Every line of the data below must be given again exactly.
*** Begin section ***
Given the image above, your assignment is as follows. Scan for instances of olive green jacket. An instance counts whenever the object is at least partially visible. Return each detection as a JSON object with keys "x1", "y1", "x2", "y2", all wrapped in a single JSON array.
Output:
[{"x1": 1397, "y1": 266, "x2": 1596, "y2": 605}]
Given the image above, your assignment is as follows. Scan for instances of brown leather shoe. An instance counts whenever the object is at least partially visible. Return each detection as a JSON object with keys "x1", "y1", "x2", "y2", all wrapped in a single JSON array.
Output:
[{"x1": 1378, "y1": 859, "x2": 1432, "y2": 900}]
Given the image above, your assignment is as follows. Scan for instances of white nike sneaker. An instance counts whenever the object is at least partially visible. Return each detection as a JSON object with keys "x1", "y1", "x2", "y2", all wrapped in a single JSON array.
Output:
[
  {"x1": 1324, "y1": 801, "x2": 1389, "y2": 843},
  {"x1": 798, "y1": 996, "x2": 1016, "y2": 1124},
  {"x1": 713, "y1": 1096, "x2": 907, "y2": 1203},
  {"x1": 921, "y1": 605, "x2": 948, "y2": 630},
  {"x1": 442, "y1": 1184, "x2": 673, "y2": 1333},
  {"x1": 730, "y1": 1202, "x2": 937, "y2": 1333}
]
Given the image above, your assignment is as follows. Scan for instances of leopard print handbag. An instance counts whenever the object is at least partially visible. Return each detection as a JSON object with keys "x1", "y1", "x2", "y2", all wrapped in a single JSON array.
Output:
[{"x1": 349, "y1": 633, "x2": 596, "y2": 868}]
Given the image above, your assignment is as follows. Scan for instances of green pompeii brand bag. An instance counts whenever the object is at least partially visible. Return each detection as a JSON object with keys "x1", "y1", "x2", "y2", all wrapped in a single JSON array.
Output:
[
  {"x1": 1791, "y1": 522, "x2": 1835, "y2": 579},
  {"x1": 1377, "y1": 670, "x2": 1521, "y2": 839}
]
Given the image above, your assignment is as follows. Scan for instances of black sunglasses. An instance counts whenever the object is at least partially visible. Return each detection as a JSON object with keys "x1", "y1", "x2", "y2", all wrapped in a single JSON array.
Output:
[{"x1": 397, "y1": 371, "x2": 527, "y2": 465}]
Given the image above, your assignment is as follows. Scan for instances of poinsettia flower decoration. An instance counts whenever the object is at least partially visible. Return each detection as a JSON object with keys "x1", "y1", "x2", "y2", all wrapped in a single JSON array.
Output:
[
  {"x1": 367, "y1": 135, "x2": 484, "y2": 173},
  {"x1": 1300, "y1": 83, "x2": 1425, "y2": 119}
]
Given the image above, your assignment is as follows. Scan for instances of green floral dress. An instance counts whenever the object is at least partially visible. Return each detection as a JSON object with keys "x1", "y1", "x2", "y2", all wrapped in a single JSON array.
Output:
*** End section ***
= Result below =
Given the image above, your assignment is as follows. Scan for instances of olive green jacket. An instance counts whenever the object is at least partially visible. Return each detection as a JSON object with keys "x1", "y1", "x2", "y2", all wrapped in a single JSON array.
Output:
[{"x1": 1397, "y1": 266, "x2": 1596, "y2": 605}]
Given the image above, your assignment is as follows. Scan for instances of brown leather shoe. An instance counts whenever the object is at least partially visible. Return each detection as a JSON object with keys "x1", "y1", "x2", "y2", all wrapped in a single JSON array.
Output:
[{"x1": 1378, "y1": 859, "x2": 1432, "y2": 900}]
Given the image above, your assignment is as follows. Scan for instances of white nike sneaker. An instance counts whenever the object is at least partially visible. Return each detection as a JSON object with keys "x1", "y1", "x2", "y2", all wrapped in a single JSON array.
Output:
[
  {"x1": 1324, "y1": 801, "x2": 1389, "y2": 843},
  {"x1": 798, "y1": 996, "x2": 1016, "y2": 1124},
  {"x1": 713, "y1": 1096, "x2": 907, "y2": 1203},
  {"x1": 921, "y1": 605, "x2": 948, "y2": 630},
  {"x1": 442, "y1": 1184, "x2": 673, "y2": 1333},
  {"x1": 730, "y1": 1202, "x2": 937, "y2": 1333}
]
Given the image above, your assignment is as follows. Scan for instances of leopard print handbag. An instance counts whenever the object is at least partially visible. Return each detection as a JSON object with keys "x1", "y1", "x2", "y2", all wrapped in a single JSON array.
Output:
[{"x1": 349, "y1": 633, "x2": 596, "y2": 868}]
Given the image above, your assignment is as follows. Scan for instances of green pompeii brand bag. An instance counts whenever the object is at least partially visible. Return each detection as a JSON object with keys "x1", "y1", "x2", "y2", all wrapped in a single JSON array.
Output:
[
  {"x1": 1791, "y1": 522, "x2": 1835, "y2": 579},
  {"x1": 1377, "y1": 670, "x2": 1521, "y2": 839}
]
Given the image above, your assignment is as follows. Scan for instances of black sunglasses. An instance counts whenever the object is at least partially visible. Return each detection as a JSON object with keys "x1", "y1", "x2", "y2", all wrapped in a single JSON array.
Output:
[{"x1": 397, "y1": 371, "x2": 527, "y2": 465}]
Given the image above, your assignment is as follows. Scan for instances of poinsettia flower decoration. An instance counts whenever the object is at least partially visible. Return each detection as a JSON object with keys "x1", "y1", "x2", "y2", all wrapped in a single JSON array.
Output:
[
  {"x1": 367, "y1": 135, "x2": 484, "y2": 173},
  {"x1": 1300, "y1": 83, "x2": 1425, "y2": 119}
]
Given the image above, your assignment is as follows. Scan for instances of green floral dress. An instance counts whenever the object is at least partially visible. Return each detection as a JSON object with keys "x1", "y1", "x2", "y2", all wrapped in a single JSON array.
Output:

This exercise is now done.